- _What this exercise asks_
1. In the grant announcement below, how much money did each of the three researchers receive?
2. Extend the grant announcement below, picking up right after its last sentence.

**** Document extract ****

Stiftelsen Assar Gabrielssons Fond annually awards, according to its regulations, "two grants for large projects, preferably one for preclinical cancer research and one for clinical cancer research". After discussion, a group of three higher quality projects (in alphabetical order): Martin Dalin, Carolina Guibentif and Lisa Tuomi, all researching at the University of Gothenburg, received each a grant by 600 000 SEK.
Project title: Personalized analysis of circulating tumor DNA: A non-invasive guide to treatment decisions in childhood cancer
Reliable tumour markers detectable in the blood are not available in the majority of pediatric cancers today. The purpose of this project is to develop and test personalized analysis of circulating tumour DNA as a marker for treatment response and relapse of disease in childhood malignancies.
Project title: Single-Cell Genomics of Human Development - towards in vitro preclinical models of childhood cancer
Half of all childhood cancers have a suspected prenatal origin, limiting access to the cancer‐initiating developmental progenitor, thus hindering the study the molecular mechanisms underlying transformation. The overall goal of this proposal is to take advantage of human pluripotent stem cell differentiation to model in vitro the prenatal events leading to childhood malignancies, and to streamline the identification of underlying mechanisms and of novel treatments.

**** Given information ****

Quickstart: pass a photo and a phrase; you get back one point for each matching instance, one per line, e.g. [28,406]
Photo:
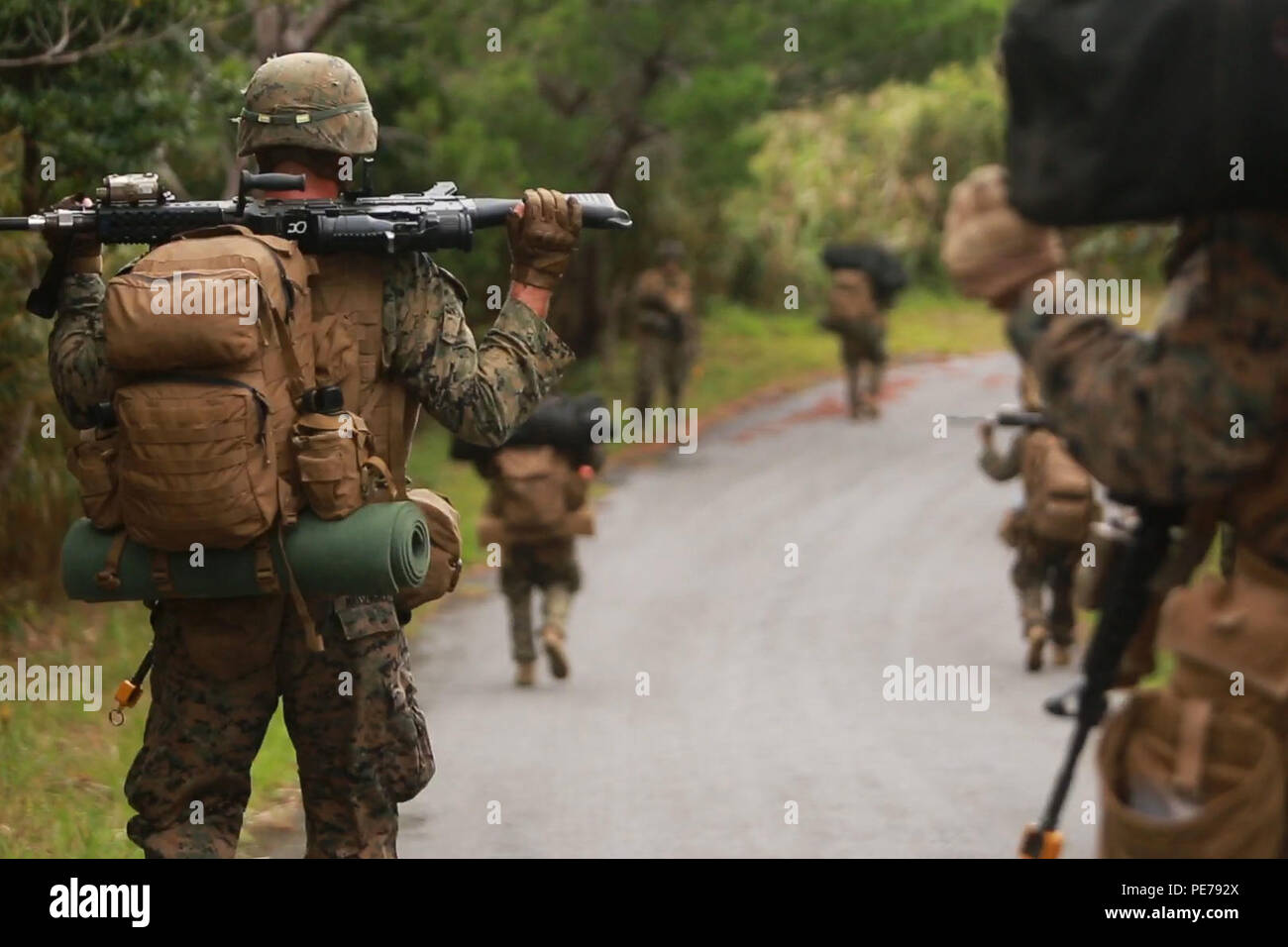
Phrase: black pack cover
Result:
[1145,127]
[888,273]
[561,421]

****

- _Answers by item_
1. Each received 600 000 SEK.

2.
Modelling the onset of childhood malignancies in vitro will require a precise mapping of the multiple molecular processes leading to hematopoietic lineages during hPSC differentiation. My proposal harnesses single‐cell profiling to address these issues through the following specific goals:
Project title: Improved jaw opening and swallowing function in patients with head and neck cancer following preventive exercise: a randomized study
Difficulties to open the jaw (trismus) or to swallow (dysphagia) affects ~50% of the >1600 patients annually diagnosed with head and neck cancer (HNC) in Sweden. Extensive and high-quality studies of how preventive exercise can reduce or inhibit those debilitating dysfunctions are lacking. The purpose of this randomized intervention study is to determine: 1. If simplified structured prehabilitation, i.e. preventive exercise programs improve swallowing and jaw-opening function and health-related quality of life in HNC patients. 2. If the proposed prehabilitation intervention is cost-effective from a health-economic perspective.
The goal is to improve jaw-opening, swallowing function and health-related quality of life and to reduce health-care costs this care-requiring patient group.